STATED GOAL 1 => Gather every line of the listing below that contains the word "tray", and copy each one.

SUPPLIED PASSAGE =>
------------------------------------------------------------------------
How do we as caring adults try to help these children? Be supportive,
listen, let them be angry! They are grieving a loss of a very important
relationship. Helping children understand that mom or dad have serious issues
and that they need help and until mom and dad are ready for help there isn’t
much anyone can do. This is very hard for adults to accept let alone children.
Children of addicts love their parent but also struggle with the hurt that
comes along with being a child of an addict.
If the children are not taken from the parent with the addiction issues
this strange dynamic is created where the children become the caregivers of the
parent and the other children in the home. This can also create all kinds of
issues because these children are not allowed to be normal children. They are
put in the position of being a caregiver at a very young age. While their peers
are out playing and going to dances and ball games they are home caring for a
parent or sibling.
The other thing that takes place is teens tend to leave home at an
early age and “couch surf” because they don’t want to deal with home life any
more. For many teens this creates a whole different set of issues, poverty,
dropping out of school, abuse, violence, drugs, sex, and so much more.
I have worked with children of addicts of all ages. I have seen the
effects first hand. To me as a professional it is heartbreaking! How do we
help? You may not be able to reach the parent but try to reach the children.
Offer a listening ear, and support. These children need adults in their lives
that are stable and can help them navigate through life to better themselves.
------------------------------------------------------------------------
ENTRIES SHOWN =>
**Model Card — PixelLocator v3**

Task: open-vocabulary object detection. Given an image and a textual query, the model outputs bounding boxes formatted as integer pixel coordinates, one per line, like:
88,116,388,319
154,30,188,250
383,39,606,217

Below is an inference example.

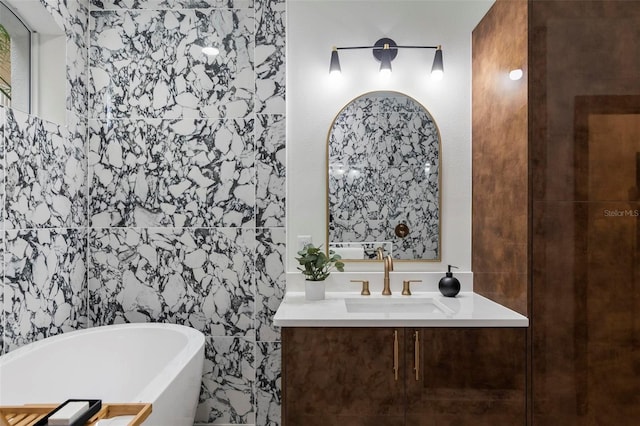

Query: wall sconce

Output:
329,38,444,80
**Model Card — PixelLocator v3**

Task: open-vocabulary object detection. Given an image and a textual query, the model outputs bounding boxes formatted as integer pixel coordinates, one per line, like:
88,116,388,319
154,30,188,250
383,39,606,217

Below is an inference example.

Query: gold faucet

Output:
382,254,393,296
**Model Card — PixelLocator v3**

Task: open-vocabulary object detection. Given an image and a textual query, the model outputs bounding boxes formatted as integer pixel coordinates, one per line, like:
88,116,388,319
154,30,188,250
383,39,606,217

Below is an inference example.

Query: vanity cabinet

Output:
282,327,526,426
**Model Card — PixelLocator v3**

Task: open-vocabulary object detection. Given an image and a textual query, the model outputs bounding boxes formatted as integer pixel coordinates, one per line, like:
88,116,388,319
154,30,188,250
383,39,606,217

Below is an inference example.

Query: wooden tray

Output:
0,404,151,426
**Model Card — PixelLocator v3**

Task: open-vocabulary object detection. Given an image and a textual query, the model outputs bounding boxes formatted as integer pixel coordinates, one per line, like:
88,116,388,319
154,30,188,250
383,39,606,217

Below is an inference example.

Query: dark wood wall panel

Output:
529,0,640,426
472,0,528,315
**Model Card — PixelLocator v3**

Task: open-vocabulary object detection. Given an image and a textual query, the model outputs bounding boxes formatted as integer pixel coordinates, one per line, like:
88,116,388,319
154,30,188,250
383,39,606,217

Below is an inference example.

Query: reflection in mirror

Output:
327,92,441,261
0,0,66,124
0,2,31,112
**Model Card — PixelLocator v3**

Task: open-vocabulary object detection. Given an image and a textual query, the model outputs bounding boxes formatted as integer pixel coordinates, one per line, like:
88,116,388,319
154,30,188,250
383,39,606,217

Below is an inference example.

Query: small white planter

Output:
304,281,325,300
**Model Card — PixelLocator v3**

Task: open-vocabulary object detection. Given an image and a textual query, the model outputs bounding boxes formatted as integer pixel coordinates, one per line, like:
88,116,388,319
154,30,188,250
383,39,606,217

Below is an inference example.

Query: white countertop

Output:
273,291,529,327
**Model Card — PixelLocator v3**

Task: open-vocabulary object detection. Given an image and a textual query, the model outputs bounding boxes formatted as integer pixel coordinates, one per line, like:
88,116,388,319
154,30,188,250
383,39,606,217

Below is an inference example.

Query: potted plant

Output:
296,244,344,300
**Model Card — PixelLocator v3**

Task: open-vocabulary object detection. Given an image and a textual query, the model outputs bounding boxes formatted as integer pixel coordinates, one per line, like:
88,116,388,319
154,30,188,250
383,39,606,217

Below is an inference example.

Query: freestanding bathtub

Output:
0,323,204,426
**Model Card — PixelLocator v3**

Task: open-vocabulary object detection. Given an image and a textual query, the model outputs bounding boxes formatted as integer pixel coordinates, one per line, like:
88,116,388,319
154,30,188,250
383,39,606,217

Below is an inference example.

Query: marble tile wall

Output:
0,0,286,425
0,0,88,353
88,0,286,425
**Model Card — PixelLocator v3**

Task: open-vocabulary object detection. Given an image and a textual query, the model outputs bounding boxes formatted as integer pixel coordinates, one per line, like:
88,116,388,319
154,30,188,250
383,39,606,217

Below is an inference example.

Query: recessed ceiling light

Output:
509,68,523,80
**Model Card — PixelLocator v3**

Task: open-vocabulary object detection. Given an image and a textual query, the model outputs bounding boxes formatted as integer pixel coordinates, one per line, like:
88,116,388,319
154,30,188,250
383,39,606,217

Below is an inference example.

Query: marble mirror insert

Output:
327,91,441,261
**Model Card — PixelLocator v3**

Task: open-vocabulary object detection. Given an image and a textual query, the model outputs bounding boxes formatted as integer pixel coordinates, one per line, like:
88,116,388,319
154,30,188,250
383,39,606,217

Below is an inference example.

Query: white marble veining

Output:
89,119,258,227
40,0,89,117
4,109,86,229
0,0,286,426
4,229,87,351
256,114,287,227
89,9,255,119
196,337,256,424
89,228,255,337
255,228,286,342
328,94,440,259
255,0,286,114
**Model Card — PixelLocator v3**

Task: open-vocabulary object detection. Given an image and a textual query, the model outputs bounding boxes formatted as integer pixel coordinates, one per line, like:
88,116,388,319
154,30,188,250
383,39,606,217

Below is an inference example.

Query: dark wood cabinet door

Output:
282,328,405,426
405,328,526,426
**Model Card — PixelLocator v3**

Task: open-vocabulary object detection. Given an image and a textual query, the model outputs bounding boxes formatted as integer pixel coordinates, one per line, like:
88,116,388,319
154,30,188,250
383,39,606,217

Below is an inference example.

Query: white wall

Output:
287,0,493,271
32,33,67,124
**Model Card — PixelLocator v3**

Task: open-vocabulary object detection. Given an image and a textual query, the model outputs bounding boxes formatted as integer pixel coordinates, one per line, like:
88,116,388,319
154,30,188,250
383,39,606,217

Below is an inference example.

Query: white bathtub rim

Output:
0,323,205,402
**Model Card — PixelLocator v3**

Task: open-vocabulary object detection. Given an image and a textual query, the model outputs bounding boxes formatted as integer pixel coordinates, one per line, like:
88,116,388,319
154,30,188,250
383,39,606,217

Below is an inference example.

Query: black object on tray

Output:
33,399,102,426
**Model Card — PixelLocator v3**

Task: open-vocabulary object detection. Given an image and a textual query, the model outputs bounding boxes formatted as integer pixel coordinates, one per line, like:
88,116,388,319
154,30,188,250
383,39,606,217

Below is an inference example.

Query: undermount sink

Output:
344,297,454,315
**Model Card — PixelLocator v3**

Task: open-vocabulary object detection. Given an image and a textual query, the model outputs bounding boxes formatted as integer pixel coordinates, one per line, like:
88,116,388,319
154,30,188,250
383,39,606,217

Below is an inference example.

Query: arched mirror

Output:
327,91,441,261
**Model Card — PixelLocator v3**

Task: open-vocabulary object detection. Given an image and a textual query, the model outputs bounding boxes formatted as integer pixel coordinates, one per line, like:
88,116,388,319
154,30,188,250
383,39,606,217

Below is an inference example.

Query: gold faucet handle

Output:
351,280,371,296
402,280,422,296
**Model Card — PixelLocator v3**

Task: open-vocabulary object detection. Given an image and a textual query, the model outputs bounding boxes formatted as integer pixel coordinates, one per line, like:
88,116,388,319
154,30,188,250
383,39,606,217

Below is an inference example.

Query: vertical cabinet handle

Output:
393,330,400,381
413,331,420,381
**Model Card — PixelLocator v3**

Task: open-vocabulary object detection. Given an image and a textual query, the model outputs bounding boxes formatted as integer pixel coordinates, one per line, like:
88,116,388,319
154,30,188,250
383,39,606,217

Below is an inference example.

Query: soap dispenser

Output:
------------------------------------------------------------------------
STATED GOAL 2 => From the passage on children of addicts above, transcribe everything from "The other thing" down to "to better themselves.".

TASK RESPONSE 1 =>
Query: wooden tray
Query: black object on tray

TASK RESPONSE 2 =>
The other thing that takes place is teens tend to leave home at an
early age and “couch surf” because they don’t want to deal with home life any
more. For many teens this creates a whole different set of issues, poverty,
dropping out of school, abuse, violence, drugs, sex, and so much more.
I have worked with children of addicts of all ages. I have seen the
effects first hand. To me as a professional it is heartbreaking! How do we
help? You may not be able to reach the parent but try to reach the children.
Offer a listening ear, and support. These children need adults in their lives
that are stable and can help them navigate through life to better themselves.